QUOTED PASSAGE »
OK, so this is now about a week old, but here goes.
Last Tuesday's cell group was men only (say that in a nice deep voice, now). The ladies were going to have their own meeting on Wednesday, but it was cancelled due to a centimetre of snow (bless). Anyway, we chaps turned up, all masculine and testosterone-laden to do chaply things, and the proceedings are documented below...
1 March 2005 Ellis Cell Group (Men) @ Ellis
Dependence on GodHow do we continue pressing on?
How can I get more into God? Closer? More like Jesus?
How can I please God?
We started by brainstorming a simple question:
What do we do with our time? What stuff fills our lives?
We came up with a list like this:
- health
- work
- leisure/sport
- family
- wives
- children
- sex
- *time management*
- friends
- (men's) meetings
- church
- cell
- yoof
- alpha
- transitions
- music/worship
- travelling
- diy
- domestic engineer / management
- worries
- planning
- quiet time
- holidays
- finances
(We'll come back to that list in a minute).

EXTRACTED MATERIAL »
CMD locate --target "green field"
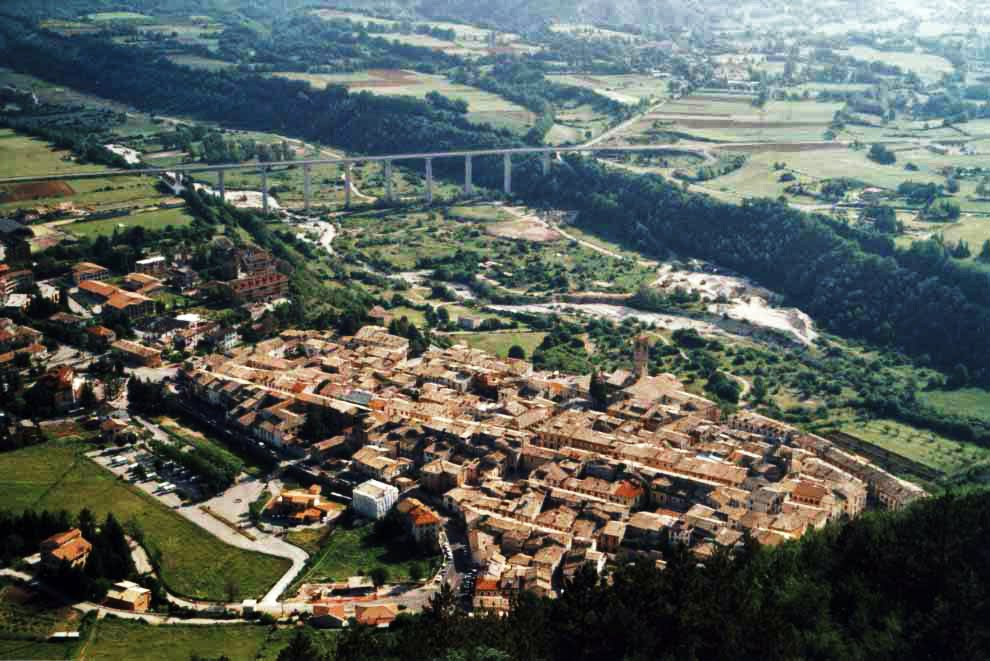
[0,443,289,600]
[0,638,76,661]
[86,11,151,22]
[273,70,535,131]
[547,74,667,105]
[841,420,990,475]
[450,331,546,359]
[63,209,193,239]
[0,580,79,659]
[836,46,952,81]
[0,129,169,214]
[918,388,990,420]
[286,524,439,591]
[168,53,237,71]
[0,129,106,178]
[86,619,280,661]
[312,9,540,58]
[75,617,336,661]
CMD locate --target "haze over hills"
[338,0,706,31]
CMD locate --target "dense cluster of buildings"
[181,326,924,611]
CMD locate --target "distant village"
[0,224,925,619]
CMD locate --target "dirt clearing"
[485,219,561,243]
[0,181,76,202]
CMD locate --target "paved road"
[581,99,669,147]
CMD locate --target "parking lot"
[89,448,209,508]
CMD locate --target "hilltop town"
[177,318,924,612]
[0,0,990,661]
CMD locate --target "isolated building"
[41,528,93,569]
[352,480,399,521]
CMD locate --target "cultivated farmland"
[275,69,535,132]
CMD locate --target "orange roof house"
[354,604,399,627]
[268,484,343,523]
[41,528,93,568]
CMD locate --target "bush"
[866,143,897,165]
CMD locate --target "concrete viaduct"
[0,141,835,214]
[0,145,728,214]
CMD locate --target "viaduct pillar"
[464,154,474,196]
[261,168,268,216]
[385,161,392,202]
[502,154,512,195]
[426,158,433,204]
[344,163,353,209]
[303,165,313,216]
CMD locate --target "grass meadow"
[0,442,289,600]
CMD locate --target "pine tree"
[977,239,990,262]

==

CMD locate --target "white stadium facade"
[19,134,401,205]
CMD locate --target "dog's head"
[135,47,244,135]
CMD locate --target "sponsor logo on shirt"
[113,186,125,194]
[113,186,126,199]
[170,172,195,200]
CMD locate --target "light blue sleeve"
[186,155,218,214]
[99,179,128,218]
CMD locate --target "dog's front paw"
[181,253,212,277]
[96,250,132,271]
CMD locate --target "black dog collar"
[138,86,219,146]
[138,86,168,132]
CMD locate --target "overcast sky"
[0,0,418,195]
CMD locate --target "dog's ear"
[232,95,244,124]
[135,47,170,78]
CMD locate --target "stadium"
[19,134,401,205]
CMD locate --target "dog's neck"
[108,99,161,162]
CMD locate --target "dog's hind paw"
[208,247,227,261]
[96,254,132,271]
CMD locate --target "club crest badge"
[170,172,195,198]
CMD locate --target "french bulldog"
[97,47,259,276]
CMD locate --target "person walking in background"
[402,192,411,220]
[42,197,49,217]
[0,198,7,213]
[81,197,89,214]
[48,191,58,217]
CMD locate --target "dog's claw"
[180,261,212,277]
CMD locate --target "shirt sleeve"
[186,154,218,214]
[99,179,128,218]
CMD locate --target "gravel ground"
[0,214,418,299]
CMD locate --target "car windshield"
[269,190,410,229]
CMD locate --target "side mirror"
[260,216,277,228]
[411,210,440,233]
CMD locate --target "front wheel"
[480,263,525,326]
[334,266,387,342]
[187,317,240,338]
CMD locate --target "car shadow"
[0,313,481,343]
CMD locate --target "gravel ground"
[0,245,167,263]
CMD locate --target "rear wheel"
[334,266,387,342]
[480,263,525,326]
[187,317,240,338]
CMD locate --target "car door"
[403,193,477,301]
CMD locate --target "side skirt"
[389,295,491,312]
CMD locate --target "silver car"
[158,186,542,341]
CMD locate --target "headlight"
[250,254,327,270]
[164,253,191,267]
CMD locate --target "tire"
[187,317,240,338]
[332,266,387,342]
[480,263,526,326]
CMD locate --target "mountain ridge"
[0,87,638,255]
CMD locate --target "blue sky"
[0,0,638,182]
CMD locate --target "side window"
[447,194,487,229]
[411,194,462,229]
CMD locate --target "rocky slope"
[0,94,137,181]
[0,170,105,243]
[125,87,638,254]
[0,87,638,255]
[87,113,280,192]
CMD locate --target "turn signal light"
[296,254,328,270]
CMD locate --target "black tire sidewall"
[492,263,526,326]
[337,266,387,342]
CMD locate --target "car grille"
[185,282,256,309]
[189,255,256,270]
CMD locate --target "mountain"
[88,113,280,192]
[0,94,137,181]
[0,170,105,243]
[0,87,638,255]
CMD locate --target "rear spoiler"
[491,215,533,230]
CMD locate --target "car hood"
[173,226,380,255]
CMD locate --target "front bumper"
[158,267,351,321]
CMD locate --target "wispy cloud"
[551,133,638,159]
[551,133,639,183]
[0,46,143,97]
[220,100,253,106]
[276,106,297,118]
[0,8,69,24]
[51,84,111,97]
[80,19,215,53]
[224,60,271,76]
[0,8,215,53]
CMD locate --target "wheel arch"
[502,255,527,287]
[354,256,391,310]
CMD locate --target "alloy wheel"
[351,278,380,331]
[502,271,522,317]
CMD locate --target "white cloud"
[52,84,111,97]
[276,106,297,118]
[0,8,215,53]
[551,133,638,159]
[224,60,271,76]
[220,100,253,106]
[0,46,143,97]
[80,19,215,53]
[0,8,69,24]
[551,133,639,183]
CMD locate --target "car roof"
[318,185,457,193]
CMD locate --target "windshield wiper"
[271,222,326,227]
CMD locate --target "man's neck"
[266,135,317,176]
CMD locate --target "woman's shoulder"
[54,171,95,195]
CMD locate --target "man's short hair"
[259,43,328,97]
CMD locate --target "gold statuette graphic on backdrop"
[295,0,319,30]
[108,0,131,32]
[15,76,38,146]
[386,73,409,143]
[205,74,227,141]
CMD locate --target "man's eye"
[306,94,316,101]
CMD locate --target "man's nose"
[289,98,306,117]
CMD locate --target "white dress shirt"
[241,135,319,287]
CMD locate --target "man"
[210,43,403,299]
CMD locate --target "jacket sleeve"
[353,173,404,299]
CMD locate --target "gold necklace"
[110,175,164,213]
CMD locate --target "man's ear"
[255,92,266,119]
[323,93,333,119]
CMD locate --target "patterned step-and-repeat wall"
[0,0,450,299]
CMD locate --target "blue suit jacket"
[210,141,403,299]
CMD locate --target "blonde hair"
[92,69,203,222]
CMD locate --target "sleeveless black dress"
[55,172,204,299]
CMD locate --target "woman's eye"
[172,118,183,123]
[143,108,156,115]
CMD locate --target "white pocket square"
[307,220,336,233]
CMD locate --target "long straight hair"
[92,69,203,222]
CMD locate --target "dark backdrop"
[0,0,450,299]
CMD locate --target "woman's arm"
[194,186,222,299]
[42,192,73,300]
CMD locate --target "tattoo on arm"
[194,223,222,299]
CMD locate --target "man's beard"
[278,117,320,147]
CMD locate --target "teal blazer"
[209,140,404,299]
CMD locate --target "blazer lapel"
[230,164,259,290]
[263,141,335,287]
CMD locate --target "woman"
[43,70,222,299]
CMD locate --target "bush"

WHAT YOU WILL DO »
From the post about the men's meeting, extract the passage starting with "OK, so this" and going on through "continue pressing on?", copying it word for word.

TASK ANSWER »
OK, so this is now about a week old, but here goes.
Last Tuesday's cell group was men only (say that in a nice deep voice, now). The ladies were going to have their own meeting on Wednesday, but it was cancelled due to a centimetre of snow (bless). Anyway, we chaps turned up, all masculine and testosterone-laden to do chaply things, and the proceedings are documented below...
1 March 2005 Ellis Cell Group (Men) @ Ellis
Dependence on GodHow do we continue pressing on?